Put the stretch of the listing below, from the line containing "Target: lawn" through the end of the listing, into a JSON list of strings, one string per line, with blank lines left out.

* * * *

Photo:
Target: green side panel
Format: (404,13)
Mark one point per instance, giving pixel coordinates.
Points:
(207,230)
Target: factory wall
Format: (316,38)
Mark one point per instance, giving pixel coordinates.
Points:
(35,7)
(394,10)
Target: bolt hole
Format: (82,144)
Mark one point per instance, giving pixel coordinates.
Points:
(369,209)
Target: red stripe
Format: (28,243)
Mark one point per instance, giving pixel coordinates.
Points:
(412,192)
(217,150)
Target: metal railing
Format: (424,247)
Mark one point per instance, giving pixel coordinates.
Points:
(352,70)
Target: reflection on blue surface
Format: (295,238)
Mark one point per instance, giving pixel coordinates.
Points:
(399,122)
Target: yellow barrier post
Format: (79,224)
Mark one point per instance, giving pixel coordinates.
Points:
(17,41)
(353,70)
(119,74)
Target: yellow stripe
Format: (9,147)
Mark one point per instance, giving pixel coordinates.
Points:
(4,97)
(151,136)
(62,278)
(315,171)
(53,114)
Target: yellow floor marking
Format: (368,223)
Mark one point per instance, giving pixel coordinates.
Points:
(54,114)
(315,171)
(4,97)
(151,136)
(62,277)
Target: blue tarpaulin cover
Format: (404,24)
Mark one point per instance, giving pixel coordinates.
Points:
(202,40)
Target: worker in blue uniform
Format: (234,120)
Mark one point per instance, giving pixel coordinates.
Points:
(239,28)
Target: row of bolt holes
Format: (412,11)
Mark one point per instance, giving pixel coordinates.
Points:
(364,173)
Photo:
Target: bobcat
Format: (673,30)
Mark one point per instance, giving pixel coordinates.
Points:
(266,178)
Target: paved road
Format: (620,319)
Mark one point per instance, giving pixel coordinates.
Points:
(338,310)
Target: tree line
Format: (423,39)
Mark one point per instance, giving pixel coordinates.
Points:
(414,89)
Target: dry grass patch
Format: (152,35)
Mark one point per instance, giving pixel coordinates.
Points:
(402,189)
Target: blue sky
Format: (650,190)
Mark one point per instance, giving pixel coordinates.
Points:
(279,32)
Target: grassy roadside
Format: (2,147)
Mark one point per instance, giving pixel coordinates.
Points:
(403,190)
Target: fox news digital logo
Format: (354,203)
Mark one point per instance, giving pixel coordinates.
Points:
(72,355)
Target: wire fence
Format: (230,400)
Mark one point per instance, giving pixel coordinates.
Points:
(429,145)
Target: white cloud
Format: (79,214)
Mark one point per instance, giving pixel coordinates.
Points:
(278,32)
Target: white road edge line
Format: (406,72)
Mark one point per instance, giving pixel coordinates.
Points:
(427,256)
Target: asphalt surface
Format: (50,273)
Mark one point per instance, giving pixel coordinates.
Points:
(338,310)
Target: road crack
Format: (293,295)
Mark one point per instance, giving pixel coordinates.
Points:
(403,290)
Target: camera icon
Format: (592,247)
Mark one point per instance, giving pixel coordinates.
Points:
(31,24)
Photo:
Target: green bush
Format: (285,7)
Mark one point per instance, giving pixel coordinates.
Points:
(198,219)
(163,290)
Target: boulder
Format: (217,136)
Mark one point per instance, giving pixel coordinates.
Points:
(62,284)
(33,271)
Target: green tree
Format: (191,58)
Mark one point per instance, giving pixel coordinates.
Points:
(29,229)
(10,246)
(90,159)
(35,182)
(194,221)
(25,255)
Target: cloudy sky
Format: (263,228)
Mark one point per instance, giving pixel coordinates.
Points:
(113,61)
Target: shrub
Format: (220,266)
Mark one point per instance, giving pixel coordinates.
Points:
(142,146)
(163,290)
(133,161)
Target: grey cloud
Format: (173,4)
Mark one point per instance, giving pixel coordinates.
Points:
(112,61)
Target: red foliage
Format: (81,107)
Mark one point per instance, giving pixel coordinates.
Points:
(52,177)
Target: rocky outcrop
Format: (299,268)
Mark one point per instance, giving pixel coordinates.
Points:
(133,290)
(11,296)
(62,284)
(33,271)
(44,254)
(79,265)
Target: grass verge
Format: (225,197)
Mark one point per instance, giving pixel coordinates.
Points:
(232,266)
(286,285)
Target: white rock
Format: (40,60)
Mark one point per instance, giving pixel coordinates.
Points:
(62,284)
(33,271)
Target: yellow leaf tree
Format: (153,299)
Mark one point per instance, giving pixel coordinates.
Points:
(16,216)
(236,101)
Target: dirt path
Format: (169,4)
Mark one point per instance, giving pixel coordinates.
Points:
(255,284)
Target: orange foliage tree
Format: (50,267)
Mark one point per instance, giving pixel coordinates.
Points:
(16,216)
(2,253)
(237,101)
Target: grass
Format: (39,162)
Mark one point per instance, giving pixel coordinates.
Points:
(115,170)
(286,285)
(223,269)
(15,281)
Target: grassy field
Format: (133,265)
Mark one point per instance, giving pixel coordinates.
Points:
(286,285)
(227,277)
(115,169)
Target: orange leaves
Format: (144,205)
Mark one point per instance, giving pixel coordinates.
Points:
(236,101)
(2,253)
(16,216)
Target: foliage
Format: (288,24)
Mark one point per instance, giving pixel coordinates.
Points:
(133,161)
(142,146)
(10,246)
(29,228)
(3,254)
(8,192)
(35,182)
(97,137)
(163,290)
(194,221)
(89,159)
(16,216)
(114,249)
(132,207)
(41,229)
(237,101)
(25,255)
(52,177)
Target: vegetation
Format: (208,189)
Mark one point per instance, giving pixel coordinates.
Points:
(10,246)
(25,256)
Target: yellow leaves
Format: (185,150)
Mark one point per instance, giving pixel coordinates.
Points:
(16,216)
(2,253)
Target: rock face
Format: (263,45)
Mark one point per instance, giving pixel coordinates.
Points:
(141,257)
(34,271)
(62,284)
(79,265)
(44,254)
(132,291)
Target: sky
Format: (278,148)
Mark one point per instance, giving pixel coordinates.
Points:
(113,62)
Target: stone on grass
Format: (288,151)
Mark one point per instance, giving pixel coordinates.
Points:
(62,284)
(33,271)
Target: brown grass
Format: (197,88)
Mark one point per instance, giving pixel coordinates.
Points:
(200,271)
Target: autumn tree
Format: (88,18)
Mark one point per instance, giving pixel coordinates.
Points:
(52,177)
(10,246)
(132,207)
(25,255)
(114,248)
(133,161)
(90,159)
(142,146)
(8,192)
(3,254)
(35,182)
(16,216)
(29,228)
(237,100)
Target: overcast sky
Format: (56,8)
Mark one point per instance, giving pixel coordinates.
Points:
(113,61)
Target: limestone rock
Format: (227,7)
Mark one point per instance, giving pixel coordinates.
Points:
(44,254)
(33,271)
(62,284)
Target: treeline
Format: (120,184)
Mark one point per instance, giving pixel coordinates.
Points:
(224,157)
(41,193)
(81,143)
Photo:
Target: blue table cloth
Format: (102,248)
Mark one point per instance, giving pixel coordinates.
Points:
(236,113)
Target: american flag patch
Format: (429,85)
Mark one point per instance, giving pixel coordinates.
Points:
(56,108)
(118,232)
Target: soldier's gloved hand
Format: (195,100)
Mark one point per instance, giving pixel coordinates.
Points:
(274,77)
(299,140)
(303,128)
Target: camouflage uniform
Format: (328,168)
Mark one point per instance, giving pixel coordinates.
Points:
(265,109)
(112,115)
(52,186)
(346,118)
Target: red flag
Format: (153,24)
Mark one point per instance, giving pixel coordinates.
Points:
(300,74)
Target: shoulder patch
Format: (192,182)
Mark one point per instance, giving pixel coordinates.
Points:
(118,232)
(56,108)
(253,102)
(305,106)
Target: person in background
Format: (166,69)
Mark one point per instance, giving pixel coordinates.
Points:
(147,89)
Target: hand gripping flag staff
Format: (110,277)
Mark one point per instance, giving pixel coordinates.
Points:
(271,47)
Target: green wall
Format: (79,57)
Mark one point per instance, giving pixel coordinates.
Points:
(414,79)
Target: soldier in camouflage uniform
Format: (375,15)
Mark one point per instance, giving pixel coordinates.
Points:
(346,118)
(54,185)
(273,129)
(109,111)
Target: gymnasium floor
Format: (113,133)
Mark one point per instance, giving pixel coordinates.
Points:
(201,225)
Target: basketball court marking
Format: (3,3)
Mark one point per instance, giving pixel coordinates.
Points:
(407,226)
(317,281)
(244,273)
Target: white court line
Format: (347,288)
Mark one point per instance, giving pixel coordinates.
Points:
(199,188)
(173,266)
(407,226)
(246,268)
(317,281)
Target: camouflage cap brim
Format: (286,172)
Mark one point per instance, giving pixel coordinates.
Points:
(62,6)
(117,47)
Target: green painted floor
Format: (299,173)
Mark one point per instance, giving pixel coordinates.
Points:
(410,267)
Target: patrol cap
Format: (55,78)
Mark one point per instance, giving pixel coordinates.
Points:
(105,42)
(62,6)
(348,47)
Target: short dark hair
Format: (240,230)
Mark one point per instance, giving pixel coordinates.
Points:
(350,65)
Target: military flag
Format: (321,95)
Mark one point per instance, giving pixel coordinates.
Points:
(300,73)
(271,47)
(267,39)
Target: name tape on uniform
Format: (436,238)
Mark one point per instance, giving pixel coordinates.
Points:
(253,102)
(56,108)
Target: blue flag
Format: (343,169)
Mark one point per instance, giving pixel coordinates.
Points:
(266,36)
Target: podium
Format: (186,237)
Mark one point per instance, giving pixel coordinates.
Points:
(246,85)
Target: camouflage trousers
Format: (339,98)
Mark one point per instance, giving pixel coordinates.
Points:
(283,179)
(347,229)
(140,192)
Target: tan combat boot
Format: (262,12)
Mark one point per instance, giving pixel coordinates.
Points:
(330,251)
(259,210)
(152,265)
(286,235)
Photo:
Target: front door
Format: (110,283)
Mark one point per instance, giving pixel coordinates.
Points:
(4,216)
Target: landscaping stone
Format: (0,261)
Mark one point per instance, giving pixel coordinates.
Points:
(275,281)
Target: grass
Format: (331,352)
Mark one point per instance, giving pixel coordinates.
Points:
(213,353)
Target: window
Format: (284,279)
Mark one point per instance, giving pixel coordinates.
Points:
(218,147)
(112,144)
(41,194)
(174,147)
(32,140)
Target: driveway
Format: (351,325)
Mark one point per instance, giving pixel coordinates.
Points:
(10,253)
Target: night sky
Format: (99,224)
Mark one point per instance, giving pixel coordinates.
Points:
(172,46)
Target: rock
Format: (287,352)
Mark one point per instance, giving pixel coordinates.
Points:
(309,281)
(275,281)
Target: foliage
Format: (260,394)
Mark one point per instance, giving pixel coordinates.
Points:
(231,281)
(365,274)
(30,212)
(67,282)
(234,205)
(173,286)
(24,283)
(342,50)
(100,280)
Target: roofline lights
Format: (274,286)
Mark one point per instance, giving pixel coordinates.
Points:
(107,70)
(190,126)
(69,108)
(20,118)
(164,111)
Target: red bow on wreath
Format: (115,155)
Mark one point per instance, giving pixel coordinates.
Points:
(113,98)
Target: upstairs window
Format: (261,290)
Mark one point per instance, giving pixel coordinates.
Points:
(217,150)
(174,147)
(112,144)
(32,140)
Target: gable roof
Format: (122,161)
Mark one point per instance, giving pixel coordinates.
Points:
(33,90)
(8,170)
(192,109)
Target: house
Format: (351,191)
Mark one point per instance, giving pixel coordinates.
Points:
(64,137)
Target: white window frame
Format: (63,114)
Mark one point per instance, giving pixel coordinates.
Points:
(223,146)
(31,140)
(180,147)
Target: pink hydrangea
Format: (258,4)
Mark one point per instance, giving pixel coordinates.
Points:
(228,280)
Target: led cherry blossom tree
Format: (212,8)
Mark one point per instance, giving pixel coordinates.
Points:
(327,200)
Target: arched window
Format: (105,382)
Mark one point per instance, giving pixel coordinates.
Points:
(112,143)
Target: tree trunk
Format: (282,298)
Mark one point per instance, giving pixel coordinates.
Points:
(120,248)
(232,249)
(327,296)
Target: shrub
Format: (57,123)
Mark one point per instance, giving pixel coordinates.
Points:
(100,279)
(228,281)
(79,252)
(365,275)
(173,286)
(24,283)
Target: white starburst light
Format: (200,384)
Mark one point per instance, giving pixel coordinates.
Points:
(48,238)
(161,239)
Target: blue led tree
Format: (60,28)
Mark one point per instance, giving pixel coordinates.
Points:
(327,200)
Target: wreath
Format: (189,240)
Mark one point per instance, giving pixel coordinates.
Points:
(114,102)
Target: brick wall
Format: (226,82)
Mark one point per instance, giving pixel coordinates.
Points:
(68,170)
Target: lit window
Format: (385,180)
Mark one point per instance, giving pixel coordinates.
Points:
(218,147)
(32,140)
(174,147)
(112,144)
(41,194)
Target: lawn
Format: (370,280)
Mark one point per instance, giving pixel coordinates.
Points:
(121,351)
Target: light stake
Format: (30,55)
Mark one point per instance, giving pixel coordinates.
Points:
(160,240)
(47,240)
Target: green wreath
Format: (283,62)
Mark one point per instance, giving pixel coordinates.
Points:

* * * *

■ Written reply:
[
  "Target: lawn",
  "Format: (370,280)",
  "Mark one point per instance, giving pixel coordinates.",
  "Points:",
  "(121,351)",
  "Target: light stake",
  "Format: (30,55)",
  "Mark one point per instance, giving pixel coordinates.",
  "Points:",
  "(160,240)",
  "(47,240)",
  "Target: green wreath",
  "Format: (283,62)",
  "Mark one point per instance, giving pixel coordinates.",
  "Points:"
]